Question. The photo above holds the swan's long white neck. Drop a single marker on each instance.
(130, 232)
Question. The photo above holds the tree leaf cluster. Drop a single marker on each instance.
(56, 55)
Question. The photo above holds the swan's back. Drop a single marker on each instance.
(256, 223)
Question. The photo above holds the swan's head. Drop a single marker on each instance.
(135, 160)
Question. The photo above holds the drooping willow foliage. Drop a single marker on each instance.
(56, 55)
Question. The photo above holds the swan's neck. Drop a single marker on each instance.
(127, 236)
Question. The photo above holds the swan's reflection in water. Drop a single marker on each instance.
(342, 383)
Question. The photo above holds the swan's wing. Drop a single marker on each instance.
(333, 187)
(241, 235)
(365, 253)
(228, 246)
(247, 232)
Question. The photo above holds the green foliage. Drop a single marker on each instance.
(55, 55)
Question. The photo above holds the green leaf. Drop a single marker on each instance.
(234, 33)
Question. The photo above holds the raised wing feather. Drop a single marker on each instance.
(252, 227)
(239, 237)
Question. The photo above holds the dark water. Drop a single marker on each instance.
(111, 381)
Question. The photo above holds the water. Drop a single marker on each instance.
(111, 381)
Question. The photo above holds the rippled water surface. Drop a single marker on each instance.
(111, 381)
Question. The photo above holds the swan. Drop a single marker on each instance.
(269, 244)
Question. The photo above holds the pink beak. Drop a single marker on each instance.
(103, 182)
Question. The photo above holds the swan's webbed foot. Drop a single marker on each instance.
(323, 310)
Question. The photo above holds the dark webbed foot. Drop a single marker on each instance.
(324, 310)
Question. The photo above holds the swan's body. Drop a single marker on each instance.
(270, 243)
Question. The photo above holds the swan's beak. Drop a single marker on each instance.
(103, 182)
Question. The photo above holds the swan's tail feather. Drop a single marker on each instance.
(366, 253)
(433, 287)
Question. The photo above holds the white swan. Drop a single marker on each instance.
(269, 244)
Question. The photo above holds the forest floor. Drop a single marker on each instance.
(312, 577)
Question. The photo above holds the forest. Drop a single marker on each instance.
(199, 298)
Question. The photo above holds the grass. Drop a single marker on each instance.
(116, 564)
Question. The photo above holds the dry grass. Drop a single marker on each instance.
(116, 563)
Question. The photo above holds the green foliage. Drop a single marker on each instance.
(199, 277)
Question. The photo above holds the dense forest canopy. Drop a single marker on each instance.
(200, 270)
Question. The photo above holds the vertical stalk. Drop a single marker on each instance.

→ TASK DIRECTIONS
Reproduce the listing above word for word.

→ FULL OUTPUT
Question. The photo above holds the swan's long white neck. Drop a single marker on each instance.
(130, 232)
Question. The photo above holds the tree leaf cluster. Drop a single marker on each instance.
(56, 55)
Question. The photo above holds the swan's back. Drop a single marker on each instance.
(256, 223)
Question. The photo above holds the swan's head. Drop a single marker on each instance.
(135, 160)
Question. The photo above holds the drooping willow foliage. Drop a single marker on each instance.
(56, 55)
Question. The photo above holds the swan's neck. Drop a single marker on each instance.
(127, 236)
Question. The photo above holds the swan's reflection in water. Drop a single marker on each instance.
(342, 383)
Question. The photo above holds the swan's wing. Drop a single marker on each instance.
(333, 187)
(241, 235)
(365, 253)
(228, 246)
(247, 232)
Question. The photo above holds the green foliage. Drop a single marker on each instance.
(55, 55)
Question. The photo above holds the green leaf. Drop a single marker on each instance.
(234, 33)
Question. The photo above holds the raised wing feather. Drop a single marker on each instance.
(252, 227)
(239, 237)
Question. The photo above holds the dark water. Drop a single marker on each instance.
(111, 381)
Question. The photo above holds the water. Drop a single marker on each instance.
(111, 381)
Question. The photo above holds the rippled water surface. Drop a single marker on each instance.
(111, 381)
Question. The photo above holds the swan. Drop a single marker on each instance.
(269, 244)
Question. The photo above holds the pink beak. Drop a single marker on each instance.
(103, 182)
Question. The photo above holds the swan's webbed foot. Drop a single marker on each instance.
(323, 310)
Question. The photo above holds the dark webbed foot. Drop a single marker on each instance.
(324, 310)
Question. The photo above holds the swan's body. Drop a single marker on each instance.
(270, 243)
Question. The photo above holds the swan's beak. Drop a single marker on each instance.
(103, 182)
Question. The photo above holds the swan's tail feather. Drop a single marker on each instance.
(366, 253)
(433, 287)
Question. The photo above holds the white swan. Drop a single marker on each instance.
(269, 244)
Question. The photo above holds the forest floor. Drop a single marker on each instance.
(312, 577)
Question. The photo above holds the forest. Drop a single marker on each instance.
(199, 298)
Question. The photo above holds the grass. Drop a single marker on each instance.
(116, 564)
Question. The photo above holds the dry grass. Drop a single marker on each instance.
(116, 563)
Question. The photo above holds the green foliage. Drop a single marker on each instance.
(199, 277)
Question. The photo above holds the dense forest canopy. Drop a single marker on each instance.
(200, 270)
Question. The photo above holds the vertical stalk. Drop a single marker on each instance.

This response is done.